Tuesday, October 16, 2012

What's a Levant? (a wind, a region, a whole state of mind)



I! GIVE! UP! I've spent an obscenely long time trying to get something (or some thingS) to cut and paste, from different sites, so shame on me anyway, I shouldn't do that. The line spacing was SO fucked up that no matter what I did to fix it, it just didn't work.

But I still got all this information, see? Stuff that really intrigued me, because though my current uber-obsession Oscar Levant was of Russian-Jewish ethnicity, Levant is a very French-sounding name, with very French-sounding connotations (not to mention English: levitating, levity, leverage, all that stuff.)


 

Since I'm tired of fighting with the line-spacing crap, I'm sitting here listening to Levant playing the living hell out of my all-time favorite Gershwin, the I Got Rhythm variations. My God, he really was good and did things no other pianist ever thought of. The only word I can come up with to describe the sound is "bright", and I don't think it's just from a good piano. When you watch him perform in his dozen-or-so movies, often his hands are a blur.

So OK. . . I'm going to have to make jambalaya out of all the information I dredged out of those web sites. Since it took me all morning to cull out this stuff from maybe 150 different definitions of Levant, I reserve the right to blather my own comments when I feel like it.



Among many other things, Levant means:

1. soleil levant: rising sun

2. Levant: the Levant (??)

3. (n.) A levanter (the wind so called)
^^^^^^^^
**TASK DETAILS:**
Return the part of the Levant blog post that opens with the words containing "But I still" and closes with "are a blur.", copied word for word. This data has no connection to the Levant blog post.
^^^^^^^^
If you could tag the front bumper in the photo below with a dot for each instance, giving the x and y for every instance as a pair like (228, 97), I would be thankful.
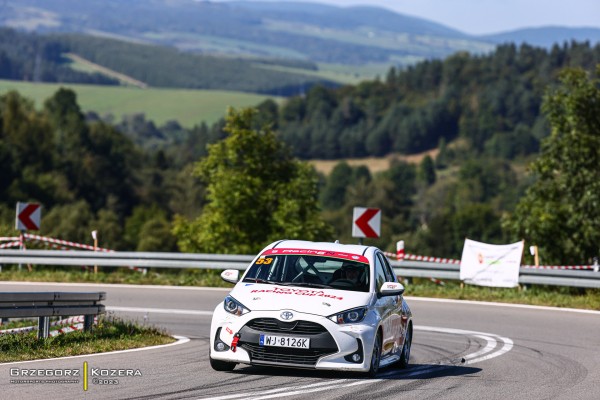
(331, 345)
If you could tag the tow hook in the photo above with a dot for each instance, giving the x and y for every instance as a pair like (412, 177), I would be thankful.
(236, 338)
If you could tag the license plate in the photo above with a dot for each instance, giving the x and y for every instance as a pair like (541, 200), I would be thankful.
(284, 341)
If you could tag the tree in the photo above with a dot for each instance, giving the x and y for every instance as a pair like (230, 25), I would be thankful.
(256, 193)
(333, 194)
(426, 171)
(561, 210)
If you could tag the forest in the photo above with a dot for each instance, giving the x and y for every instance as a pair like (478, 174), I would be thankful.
(490, 118)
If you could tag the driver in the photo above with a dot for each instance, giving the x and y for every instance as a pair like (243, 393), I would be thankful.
(354, 273)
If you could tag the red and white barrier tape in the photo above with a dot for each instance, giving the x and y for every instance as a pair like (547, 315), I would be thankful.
(76, 323)
(423, 258)
(10, 244)
(65, 243)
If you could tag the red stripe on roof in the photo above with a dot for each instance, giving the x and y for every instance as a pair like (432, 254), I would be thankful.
(326, 253)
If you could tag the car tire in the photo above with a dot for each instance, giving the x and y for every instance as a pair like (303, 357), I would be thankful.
(219, 365)
(405, 356)
(375, 357)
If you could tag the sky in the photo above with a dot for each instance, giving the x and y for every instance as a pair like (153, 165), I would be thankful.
(479, 17)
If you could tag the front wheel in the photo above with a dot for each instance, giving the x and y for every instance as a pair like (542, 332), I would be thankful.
(405, 356)
(375, 357)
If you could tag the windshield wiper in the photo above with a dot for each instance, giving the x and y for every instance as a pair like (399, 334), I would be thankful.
(306, 284)
(259, 280)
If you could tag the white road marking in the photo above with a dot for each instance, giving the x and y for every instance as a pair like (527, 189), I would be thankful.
(180, 340)
(492, 304)
(483, 354)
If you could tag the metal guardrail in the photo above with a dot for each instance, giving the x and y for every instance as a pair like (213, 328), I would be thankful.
(48, 304)
(410, 269)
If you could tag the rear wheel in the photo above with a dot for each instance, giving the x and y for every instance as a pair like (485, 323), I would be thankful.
(375, 357)
(405, 356)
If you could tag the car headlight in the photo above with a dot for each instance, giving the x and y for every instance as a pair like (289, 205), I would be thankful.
(234, 307)
(349, 316)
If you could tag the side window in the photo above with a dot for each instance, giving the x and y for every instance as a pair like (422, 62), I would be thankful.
(380, 277)
(390, 276)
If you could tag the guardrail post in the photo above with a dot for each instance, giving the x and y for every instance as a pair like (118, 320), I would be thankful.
(88, 322)
(43, 327)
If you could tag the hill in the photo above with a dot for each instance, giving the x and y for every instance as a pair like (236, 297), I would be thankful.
(546, 36)
(50, 58)
(330, 35)
(187, 107)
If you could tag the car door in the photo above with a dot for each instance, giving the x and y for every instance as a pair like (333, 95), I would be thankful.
(395, 322)
(385, 306)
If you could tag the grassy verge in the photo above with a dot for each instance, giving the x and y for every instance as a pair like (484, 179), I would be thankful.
(109, 335)
(533, 295)
(188, 107)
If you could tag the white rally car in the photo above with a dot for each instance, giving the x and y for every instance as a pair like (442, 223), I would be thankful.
(313, 305)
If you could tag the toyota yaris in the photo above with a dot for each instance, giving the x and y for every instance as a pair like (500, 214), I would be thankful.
(313, 305)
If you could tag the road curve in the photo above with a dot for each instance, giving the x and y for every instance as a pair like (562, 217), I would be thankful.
(461, 350)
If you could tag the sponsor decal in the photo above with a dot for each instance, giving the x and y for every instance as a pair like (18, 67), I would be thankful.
(87, 375)
(334, 254)
(298, 292)
(287, 315)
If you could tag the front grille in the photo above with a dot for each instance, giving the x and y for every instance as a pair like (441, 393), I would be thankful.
(284, 355)
(321, 342)
(272, 325)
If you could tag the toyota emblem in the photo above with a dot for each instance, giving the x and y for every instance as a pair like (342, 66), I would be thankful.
(287, 315)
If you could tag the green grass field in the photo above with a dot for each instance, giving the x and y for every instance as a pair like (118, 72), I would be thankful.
(188, 107)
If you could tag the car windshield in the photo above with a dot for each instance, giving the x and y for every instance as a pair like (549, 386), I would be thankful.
(306, 270)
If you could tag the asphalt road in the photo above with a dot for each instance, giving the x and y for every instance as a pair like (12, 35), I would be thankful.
(461, 350)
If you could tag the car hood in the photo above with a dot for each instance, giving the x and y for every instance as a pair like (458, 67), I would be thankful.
(325, 302)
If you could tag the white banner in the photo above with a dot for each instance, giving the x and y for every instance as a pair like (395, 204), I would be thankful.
(491, 265)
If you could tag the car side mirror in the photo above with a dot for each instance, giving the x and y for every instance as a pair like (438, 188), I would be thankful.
(391, 289)
(230, 275)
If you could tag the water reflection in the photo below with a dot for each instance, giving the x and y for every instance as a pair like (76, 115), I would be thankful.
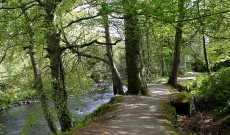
(15, 118)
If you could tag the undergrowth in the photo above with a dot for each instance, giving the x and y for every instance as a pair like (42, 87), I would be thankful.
(102, 110)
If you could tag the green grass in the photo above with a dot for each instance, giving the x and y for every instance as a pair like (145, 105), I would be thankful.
(12, 96)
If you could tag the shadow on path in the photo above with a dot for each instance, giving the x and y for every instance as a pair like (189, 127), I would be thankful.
(135, 115)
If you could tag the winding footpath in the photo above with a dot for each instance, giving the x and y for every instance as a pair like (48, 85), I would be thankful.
(136, 115)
^^^^^^^^
**COMPLETE RESPONSE:**
But I still got all this information, see? Stuff that really intrigued me, because though my current uber-obsession Oscar Levant was of Russian-Jewish ethnicity, Levant is a very French-sounding name, with very French-sounding connotations (not to mention English: levitating, levity, leverage, all that stuff.)


 

Since I'm tired of fighting with the line-spacing crap, I'm sitting here listening to Levant playing the living hell out of my all-time favorite Gershwin, the I Got Rhythm variations. My God, he really was good and did things no other pianist ever thought of. The only word I can come up with to describe the sound is "bright", and I don't think it's just from a good piano. When you watch him perform in his dozen-or-so movies, often his hands are a blur.